> Task input
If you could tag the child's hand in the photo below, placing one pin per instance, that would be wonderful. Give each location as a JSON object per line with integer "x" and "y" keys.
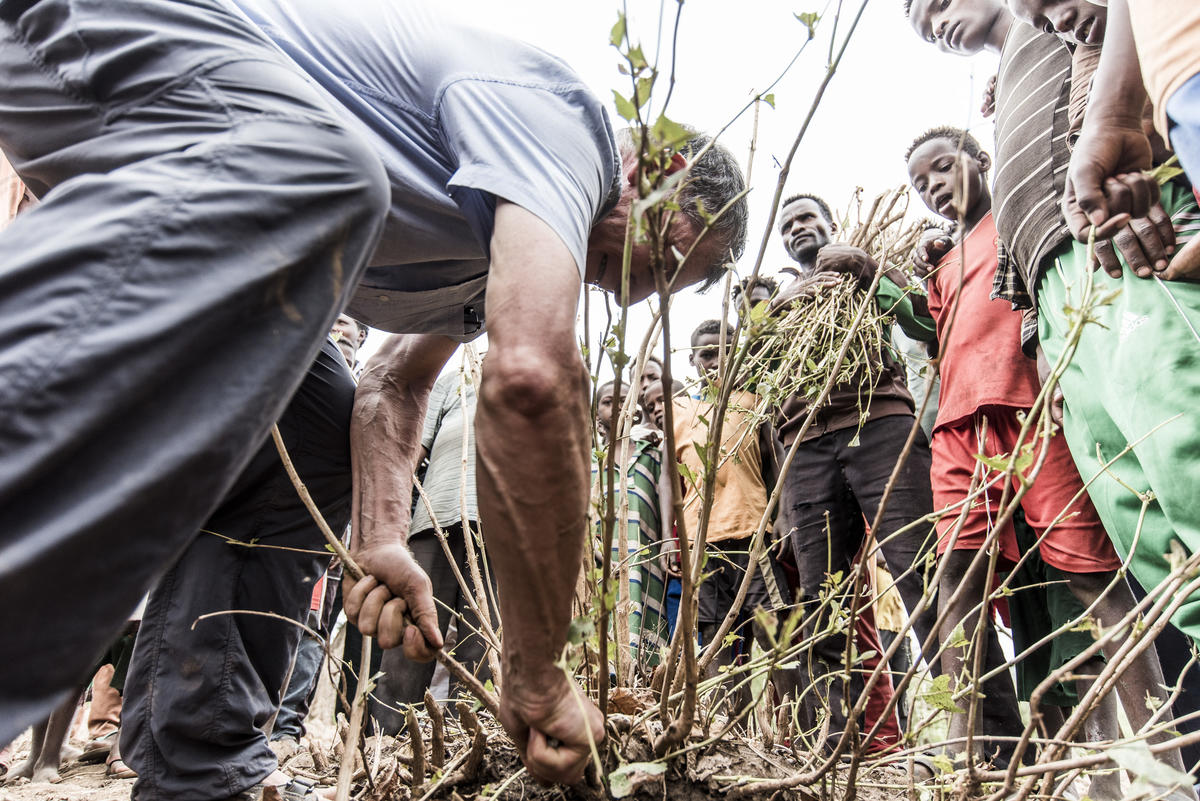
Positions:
{"x": 933, "y": 246}
{"x": 989, "y": 98}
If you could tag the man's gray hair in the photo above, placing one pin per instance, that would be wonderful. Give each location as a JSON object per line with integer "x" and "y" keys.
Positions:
{"x": 714, "y": 180}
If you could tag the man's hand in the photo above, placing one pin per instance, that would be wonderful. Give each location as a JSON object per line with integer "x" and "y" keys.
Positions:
{"x": 534, "y": 714}
{"x": 808, "y": 287}
{"x": 1145, "y": 242}
{"x": 847, "y": 260}
{"x": 1105, "y": 184}
{"x": 1186, "y": 264}
{"x": 933, "y": 246}
{"x": 394, "y": 586}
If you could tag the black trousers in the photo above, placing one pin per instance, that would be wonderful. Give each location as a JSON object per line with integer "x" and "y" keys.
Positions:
{"x": 204, "y": 216}
{"x": 196, "y": 699}
{"x": 403, "y": 681}
{"x": 834, "y": 482}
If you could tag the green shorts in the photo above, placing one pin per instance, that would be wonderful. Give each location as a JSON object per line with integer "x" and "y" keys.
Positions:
{"x": 1134, "y": 380}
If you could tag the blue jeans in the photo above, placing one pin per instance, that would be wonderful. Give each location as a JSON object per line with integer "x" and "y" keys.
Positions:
{"x": 1183, "y": 115}
{"x": 204, "y": 218}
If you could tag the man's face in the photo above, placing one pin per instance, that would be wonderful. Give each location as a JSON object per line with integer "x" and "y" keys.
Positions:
{"x": 706, "y": 355}
{"x": 651, "y": 374}
{"x": 1078, "y": 22}
{"x": 960, "y": 26}
{"x": 604, "y": 407}
{"x": 654, "y": 401}
{"x": 804, "y": 230}
{"x": 937, "y": 172}
{"x": 348, "y": 337}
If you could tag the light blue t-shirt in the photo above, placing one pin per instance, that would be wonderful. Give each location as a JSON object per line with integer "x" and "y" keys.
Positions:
{"x": 460, "y": 116}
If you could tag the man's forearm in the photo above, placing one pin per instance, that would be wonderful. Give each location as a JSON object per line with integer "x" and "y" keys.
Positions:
{"x": 385, "y": 435}
{"x": 1117, "y": 90}
{"x": 533, "y": 489}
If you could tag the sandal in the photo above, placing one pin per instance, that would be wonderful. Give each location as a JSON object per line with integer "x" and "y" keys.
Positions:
{"x": 96, "y": 750}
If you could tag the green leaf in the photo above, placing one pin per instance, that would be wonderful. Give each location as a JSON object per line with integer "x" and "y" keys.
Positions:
{"x": 618, "y": 31}
{"x": 999, "y": 463}
{"x": 627, "y": 778}
{"x": 669, "y": 133}
{"x": 642, "y": 91}
{"x": 624, "y": 108}
{"x": 580, "y": 630}
{"x": 939, "y": 696}
{"x": 1137, "y": 758}
{"x": 809, "y": 19}
{"x": 637, "y": 59}
{"x": 1167, "y": 170}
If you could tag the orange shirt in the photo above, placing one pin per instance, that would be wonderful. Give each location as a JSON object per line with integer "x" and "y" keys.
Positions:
{"x": 982, "y": 362}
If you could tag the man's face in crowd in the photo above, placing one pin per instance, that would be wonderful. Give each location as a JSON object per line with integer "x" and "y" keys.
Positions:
{"x": 804, "y": 229}
{"x": 654, "y": 401}
{"x": 958, "y": 26}
{"x": 651, "y": 374}
{"x": 937, "y": 169}
{"x": 706, "y": 355}
{"x": 1078, "y": 22}
{"x": 348, "y": 337}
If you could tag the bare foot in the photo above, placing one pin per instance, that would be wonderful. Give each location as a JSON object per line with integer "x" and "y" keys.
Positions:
{"x": 46, "y": 774}
{"x": 23, "y": 770}
{"x": 1186, "y": 264}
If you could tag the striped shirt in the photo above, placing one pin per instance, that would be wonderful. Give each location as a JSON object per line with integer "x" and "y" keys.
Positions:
{"x": 1032, "y": 102}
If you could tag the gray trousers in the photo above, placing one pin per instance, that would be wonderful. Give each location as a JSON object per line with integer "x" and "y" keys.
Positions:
{"x": 204, "y": 217}
{"x": 198, "y": 693}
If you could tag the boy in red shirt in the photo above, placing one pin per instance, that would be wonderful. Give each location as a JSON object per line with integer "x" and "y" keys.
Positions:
{"x": 987, "y": 383}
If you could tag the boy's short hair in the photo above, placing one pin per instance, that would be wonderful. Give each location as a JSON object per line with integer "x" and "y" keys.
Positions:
{"x": 959, "y": 137}
{"x": 821, "y": 204}
{"x": 712, "y": 326}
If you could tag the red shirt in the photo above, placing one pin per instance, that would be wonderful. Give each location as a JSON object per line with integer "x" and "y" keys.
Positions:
{"x": 982, "y": 362}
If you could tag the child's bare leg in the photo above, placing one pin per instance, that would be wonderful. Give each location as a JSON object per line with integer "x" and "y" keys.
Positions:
{"x": 963, "y": 614}
{"x": 25, "y": 770}
{"x": 1143, "y": 679}
{"x": 1102, "y": 724}
{"x": 58, "y": 727}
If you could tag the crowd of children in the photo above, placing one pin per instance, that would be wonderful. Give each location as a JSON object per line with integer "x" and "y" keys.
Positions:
{"x": 1059, "y": 452}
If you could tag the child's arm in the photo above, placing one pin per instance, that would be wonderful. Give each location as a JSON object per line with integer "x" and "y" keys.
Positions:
{"x": 667, "y": 546}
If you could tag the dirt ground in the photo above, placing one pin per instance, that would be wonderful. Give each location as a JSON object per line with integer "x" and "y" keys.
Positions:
{"x": 79, "y": 783}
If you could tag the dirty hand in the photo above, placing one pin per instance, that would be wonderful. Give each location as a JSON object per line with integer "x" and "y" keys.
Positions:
{"x": 1105, "y": 184}
{"x": 394, "y": 586}
{"x": 552, "y": 724}
{"x": 933, "y": 246}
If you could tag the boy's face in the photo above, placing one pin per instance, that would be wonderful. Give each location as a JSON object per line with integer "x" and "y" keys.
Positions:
{"x": 939, "y": 172}
{"x": 655, "y": 402}
{"x": 651, "y": 373}
{"x": 1078, "y": 22}
{"x": 604, "y": 405}
{"x": 804, "y": 229}
{"x": 706, "y": 355}
{"x": 960, "y": 26}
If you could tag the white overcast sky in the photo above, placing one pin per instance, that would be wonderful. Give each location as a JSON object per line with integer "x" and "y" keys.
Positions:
{"x": 889, "y": 88}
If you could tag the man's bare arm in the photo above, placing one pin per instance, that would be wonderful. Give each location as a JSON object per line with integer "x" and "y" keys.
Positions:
{"x": 533, "y": 453}
{"x": 385, "y": 443}
{"x": 1104, "y": 185}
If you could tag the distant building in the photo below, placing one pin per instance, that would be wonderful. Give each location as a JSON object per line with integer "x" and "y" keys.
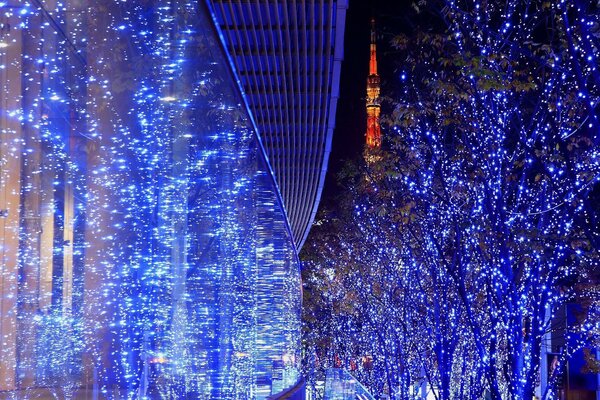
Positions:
{"x": 160, "y": 165}
{"x": 373, "y": 135}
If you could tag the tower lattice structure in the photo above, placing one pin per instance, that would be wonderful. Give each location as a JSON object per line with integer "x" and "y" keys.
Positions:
{"x": 373, "y": 103}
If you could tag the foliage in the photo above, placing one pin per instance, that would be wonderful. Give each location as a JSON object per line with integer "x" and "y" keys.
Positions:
{"x": 466, "y": 234}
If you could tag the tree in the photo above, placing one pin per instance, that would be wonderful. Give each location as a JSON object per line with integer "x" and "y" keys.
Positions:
{"x": 482, "y": 193}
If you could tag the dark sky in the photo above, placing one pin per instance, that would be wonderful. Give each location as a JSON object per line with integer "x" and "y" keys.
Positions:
{"x": 348, "y": 137}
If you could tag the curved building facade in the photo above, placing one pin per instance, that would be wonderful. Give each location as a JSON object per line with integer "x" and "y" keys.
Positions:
{"x": 287, "y": 56}
{"x": 146, "y": 251}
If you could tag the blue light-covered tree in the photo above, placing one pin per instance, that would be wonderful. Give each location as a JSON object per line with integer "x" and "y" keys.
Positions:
{"x": 478, "y": 210}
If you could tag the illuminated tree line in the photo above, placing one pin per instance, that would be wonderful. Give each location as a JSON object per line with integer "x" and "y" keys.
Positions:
{"x": 457, "y": 243}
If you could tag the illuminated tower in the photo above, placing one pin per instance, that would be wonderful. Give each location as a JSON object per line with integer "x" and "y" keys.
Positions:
{"x": 373, "y": 88}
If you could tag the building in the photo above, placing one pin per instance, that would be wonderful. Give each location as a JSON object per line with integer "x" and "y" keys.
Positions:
{"x": 160, "y": 164}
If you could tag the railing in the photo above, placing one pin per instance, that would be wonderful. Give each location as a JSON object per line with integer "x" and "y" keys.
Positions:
{"x": 341, "y": 385}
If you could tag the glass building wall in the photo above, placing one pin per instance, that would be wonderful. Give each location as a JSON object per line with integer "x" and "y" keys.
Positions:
{"x": 144, "y": 250}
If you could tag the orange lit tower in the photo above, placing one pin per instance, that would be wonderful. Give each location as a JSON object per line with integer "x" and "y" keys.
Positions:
{"x": 373, "y": 105}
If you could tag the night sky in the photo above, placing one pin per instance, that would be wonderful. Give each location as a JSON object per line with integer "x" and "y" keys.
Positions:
{"x": 348, "y": 137}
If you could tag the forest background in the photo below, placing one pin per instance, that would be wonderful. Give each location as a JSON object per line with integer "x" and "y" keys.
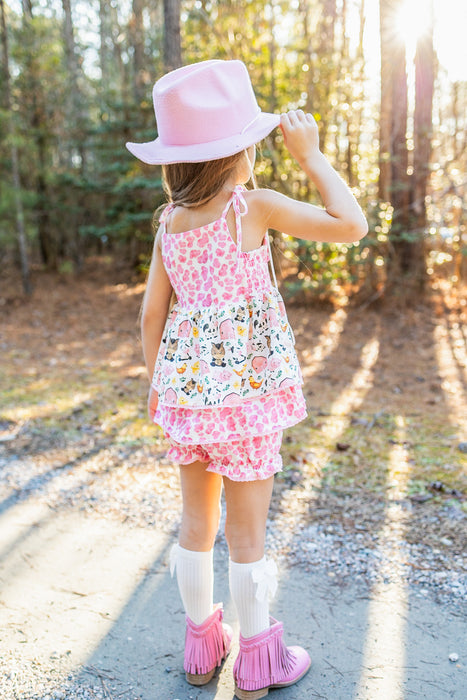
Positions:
{"x": 76, "y": 84}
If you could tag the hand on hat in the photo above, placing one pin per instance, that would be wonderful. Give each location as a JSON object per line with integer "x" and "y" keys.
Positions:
{"x": 300, "y": 134}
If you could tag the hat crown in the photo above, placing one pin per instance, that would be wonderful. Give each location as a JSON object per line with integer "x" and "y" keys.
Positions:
{"x": 204, "y": 102}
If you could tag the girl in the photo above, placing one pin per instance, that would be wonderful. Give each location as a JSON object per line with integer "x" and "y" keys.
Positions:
{"x": 224, "y": 375}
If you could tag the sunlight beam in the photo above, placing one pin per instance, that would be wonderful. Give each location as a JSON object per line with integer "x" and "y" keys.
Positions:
{"x": 383, "y": 666}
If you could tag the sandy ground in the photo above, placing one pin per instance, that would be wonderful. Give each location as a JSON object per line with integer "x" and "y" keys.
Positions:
{"x": 87, "y": 608}
{"x": 87, "y": 604}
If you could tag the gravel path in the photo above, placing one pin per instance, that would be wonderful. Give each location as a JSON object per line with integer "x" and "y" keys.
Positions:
{"x": 139, "y": 487}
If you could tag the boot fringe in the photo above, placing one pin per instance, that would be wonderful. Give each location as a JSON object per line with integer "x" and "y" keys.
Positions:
{"x": 206, "y": 645}
{"x": 264, "y": 660}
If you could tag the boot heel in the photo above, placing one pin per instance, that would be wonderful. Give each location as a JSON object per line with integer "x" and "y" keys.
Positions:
{"x": 266, "y": 650}
{"x": 199, "y": 678}
{"x": 250, "y": 694}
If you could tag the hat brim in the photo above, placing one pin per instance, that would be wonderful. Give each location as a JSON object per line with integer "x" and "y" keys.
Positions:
{"x": 157, "y": 153}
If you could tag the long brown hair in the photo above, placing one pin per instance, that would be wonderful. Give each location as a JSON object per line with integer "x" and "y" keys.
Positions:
{"x": 194, "y": 184}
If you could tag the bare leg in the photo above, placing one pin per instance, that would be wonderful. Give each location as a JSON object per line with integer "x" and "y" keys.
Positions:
{"x": 247, "y": 511}
{"x": 201, "y": 492}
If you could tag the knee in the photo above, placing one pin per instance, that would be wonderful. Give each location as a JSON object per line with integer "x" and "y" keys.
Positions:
{"x": 198, "y": 531}
{"x": 246, "y": 544}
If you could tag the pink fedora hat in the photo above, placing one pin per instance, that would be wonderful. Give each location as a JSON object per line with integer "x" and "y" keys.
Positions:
{"x": 204, "y": 111}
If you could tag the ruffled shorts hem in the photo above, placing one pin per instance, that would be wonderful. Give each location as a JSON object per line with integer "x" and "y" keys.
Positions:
{"x": 247, "y": 459}
{"x": 274, "y": 412}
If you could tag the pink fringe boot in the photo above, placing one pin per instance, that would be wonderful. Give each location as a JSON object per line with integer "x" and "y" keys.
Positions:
{"x": 206, "y": 646}
{"x": 264, "y": 662}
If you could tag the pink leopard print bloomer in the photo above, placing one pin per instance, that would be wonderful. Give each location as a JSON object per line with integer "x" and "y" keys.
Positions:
{"x": 226, "y": 370}
{"x": 247, "y": 459}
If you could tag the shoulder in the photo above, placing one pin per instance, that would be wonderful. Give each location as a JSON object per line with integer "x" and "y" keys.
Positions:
{"x": 263, "y": 203}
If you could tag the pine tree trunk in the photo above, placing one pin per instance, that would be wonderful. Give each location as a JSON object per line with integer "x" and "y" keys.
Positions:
{"x": 386, "y": 37}
{"x": 20, "y": 228}
{"x": 137, "y": 40}
{"x": 76, "y": 125}
{"x": 172, "y": 40}
{"x": 47, "y": 242}
{"x": 424, "y": 87}
{"x": 326, "y": 51}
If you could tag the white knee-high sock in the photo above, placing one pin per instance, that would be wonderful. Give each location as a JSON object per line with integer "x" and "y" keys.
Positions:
{"x": 195, "y": 578}
{"x": 253, "y": 614}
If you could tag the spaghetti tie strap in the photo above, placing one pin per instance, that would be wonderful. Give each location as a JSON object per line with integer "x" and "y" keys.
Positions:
{"x": 168, "y": 209}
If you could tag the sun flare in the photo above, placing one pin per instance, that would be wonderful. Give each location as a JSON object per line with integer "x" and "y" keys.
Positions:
{"x": 412, "y": 21}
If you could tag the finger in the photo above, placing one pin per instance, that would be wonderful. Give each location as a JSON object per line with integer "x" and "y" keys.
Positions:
{"x": 293, "y": 118}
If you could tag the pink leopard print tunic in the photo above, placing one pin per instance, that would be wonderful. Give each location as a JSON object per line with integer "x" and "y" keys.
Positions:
{"x": 227, "y": 366}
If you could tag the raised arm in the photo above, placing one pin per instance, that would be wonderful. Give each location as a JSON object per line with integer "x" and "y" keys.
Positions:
{"x": 341, "y": 220}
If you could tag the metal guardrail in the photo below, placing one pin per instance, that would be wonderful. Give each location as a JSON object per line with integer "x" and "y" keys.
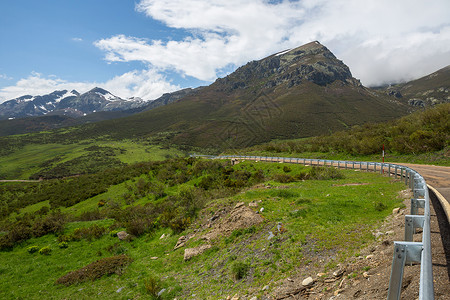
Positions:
{"x": 405, "y": 252}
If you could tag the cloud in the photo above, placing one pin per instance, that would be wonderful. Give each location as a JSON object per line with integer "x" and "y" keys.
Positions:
{"x": 147, "y": 84}
{"x": 381, "y": 40}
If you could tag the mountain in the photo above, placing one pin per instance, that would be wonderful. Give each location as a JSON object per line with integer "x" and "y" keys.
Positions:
{"x": 296, "y": 93}
{"x": 426, "y": 91}
{"x": 66, "y": 103}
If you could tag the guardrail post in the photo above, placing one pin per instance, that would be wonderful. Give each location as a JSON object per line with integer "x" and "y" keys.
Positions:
{"x": 416, "y": 204}
{"x": 404, "y": 252}
{"x": 411, "y": 223}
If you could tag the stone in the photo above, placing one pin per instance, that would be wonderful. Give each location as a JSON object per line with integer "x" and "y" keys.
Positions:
{"x": 338, "y": 273}
{"x": 191, "y": 252}
{"x": 307, "y": 281}
{"x": 161, "y": 292}
{"x": 239, "y": 204}
{"x": 181, "y": 242}
{"x": 122, "y": 235}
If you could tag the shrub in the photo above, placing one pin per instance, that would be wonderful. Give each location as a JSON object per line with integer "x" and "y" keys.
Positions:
{"x": 97, "y": 269}
{"x": 63, "y": 245}
{"x": 152, "y": 285}
{"x": 45, "y": 251}
{"x": 239, "y": 270}
{"x": 32, "y": 249}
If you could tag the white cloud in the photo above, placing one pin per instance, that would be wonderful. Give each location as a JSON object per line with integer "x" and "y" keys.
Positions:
{"x": 147, "y": 84}
{"x": 381, "y": 40}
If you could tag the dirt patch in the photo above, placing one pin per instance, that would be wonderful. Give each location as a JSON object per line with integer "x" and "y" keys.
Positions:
{"x": 223, "y": 224}
{"x": 350, "y": 184}
{"x": 367, "y": 276}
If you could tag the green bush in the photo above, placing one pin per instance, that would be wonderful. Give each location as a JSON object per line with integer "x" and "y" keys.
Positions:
{"x": 239, "y": 270}
{"x": 45, "y": 250}
{"x": 97, "y": 269}
{"x": 32, "y": 249}
{"x": 63, "y": 245}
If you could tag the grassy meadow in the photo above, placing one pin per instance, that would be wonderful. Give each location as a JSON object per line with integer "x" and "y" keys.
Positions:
{"x": 321, "y": 211}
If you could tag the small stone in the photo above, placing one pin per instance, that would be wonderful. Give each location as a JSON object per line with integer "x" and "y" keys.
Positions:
{"x": 338, "y": 273}
{"x": 338, "y": 291}
{"x": 161, "y": 292}
{"x": 307, "y": 281}
{"x": 122, "y": 235}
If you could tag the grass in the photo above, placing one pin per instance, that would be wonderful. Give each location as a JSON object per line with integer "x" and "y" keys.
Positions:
{"x": 29, "y": 160}
{"x": 319, "y": 218}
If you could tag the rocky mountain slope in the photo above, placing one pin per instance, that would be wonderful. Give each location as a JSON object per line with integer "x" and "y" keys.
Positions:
{"x": 297, "y": 93}
{"x": 426, "y": 91}
{"x": 66, "y": 103}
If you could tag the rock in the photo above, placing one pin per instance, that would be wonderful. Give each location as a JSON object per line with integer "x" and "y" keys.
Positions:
{"x": 307, "y": 281}
{"x": 378, "y": 234}
{"x": 338, "y": 273}
{"x": 239, "y": 204}
{"x": 161, "y": 292}
{"x": 191, "y": 252}
{"x": 181, "y": 242}
{"x": 122, "y": 235}
{"x": 338, "y": 291}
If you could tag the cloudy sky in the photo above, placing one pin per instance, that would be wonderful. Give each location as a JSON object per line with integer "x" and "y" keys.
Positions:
{"x": 147, "y": 47}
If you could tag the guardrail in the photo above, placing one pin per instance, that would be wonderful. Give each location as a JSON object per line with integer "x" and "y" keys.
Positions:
{"x": 405, "y": 252}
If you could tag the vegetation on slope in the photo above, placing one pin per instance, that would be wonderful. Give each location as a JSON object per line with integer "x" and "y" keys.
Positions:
{"x": 319, "y": 218}
{"x": 425, "y": 131}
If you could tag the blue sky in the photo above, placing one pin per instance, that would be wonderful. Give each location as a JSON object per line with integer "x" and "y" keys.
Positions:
{"x": 147, "y": 47}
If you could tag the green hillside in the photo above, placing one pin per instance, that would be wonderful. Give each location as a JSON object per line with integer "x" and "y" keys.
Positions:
{"x": 257, "y": 223}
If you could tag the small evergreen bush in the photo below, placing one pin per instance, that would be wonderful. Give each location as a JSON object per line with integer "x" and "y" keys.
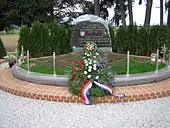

> Task objective
Starting at the line containing "If you could tag the rock in" and ending at the end of the material, write the lines out again with "guardrail" swapped for "safety barrier" and nothing else changed. Leave the pictures out of your answer.

> Solution below
If you could tag the rock in the photo above, placing one pin per instance, that would be wonderful. Give each location as a JSON object per line with integer "x" and "y" keys.
Positions:
{"x": 307, "y": 281}
{"x": 378, "y": 234}
{"x": 338, "y": 273}
{"x": 239, "y": 204}
{"x": 161, "y": 292}
{"x": 191, "y": 252}
{"x": 181, "y": 242}
{"x": 122, "y": 235}
{"x": 338, "y": 291}
If you could tag the cloudy sky in the photo above, placing one pin per instance, that would be wonderful. Give each location as a JSON object per line with integer "x" and "y" keys.
Positions:
{"x": 147, "y": 47}
If you could tag the safety barrier in the photo above, placing one pin per instance, that would be wonderful. Give each location as a JSON object per line with integer "x" and "y" keys.
Positions:
{"x": 405, "y": 252}
If you could tag the vegetation on slope in the photo above, placing one pin per instance, that would be wonderful. Give each location as a JSON object per line with integer "x" and "y" keys.
Positions:
{"x": 319, "y": 218}
{"x": 425, "y": 131}
If you could tag the blue sky in the photo above, placing one pin per instance, that would be wonderful. Give each location as a JSON object per line with integer "x" and "y" keys.
Positions:
{"x": 147, "y": 47}
If you could tag the green hillside in the photo above, placing one pin per instance, that would be wonderful. Give each location as a JSON object per line with integer "x" and "y" keys.
Positions:
{"x": 257, "y": 223}
If you could tag the small evergreen bush in the photo below, placing one pin per instance, that would be wonderful. Give each location as a JSON object per line with integer "x" and "y" keys.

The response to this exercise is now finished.